Tarefas a realizar:
- a) Com base no trecho selecionado, explique por que a linha 6000-10 estava com uma fila anormal no sábado (26).
- b) Traduza para o inglês esta frase do trecho selecionado: "O sistema de São Paulo está organizado em 8 áreas de serviço onde as empresas atuam."

Trecho selecionado:
★ ★ ★ ★ ★ ★ ★

A falta de combustível acentua um dos grandes problemas em São Paulo: a superlotação e demora dos coletivos. Segundo Frederico Bussinger, ex-presidente da SPTrans, esse problema pode ser contornado com a nova licitação dos ônibus, lançada pela Gestão Covas no final de abril. "O sistema de São Paulo está organizado em 8 áreas de serviço onde as empresas atuam. As cores dos ônibus correspondem a essa área. A alteração proposta será profunda. Serão criados 29 subsistemas."

Por conta da greve dos caminhoneiros, a linha 6000-10 estava com uma fila anormal no sábado (26).
Arquivo Pessoal/ Bruno de Lima
Por conta da greve dos caminhoneiros, a linha 6000-10 estava com uma fila anormal no sábado (26).

★ ★ ★ ★ ★ ★ ★

Seção de dados:
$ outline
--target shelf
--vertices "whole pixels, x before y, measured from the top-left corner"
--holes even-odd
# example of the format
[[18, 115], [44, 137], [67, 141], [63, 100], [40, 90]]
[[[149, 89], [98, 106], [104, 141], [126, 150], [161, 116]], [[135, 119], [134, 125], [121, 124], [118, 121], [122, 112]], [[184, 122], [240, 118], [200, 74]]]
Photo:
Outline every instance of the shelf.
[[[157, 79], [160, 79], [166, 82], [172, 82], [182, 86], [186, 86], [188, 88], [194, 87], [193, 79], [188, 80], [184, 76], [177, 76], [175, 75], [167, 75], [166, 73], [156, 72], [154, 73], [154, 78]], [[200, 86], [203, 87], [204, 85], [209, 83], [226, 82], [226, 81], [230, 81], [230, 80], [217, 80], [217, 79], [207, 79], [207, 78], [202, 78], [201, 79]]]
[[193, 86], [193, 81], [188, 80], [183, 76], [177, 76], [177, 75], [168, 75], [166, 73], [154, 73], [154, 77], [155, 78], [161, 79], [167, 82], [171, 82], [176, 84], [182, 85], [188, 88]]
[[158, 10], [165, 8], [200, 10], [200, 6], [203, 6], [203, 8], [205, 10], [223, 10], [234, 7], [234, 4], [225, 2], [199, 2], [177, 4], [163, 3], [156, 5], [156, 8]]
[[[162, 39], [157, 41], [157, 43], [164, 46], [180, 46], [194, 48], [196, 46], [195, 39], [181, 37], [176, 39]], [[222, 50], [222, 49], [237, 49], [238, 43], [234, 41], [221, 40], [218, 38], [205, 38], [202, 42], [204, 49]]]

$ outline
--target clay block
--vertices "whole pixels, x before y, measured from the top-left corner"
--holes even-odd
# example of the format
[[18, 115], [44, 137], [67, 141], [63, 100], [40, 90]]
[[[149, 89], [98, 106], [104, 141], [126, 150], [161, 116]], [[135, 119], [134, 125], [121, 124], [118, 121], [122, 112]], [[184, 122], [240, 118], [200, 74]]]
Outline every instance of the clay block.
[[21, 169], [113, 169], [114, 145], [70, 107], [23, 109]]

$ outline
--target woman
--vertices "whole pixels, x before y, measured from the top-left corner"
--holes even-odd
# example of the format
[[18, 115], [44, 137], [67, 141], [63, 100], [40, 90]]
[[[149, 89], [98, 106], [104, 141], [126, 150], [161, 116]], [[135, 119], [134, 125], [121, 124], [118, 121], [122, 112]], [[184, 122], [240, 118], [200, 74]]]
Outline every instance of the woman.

★ ★ ★ ★ ★ ★ ★

Respostas escritas:
- a) A linha 6000-10 estava com uma fila anormal no sábado (26) por conta da greve dos caminhoneiros.

- b) The São Paulo system is organized into 8 service areas where the companies operate.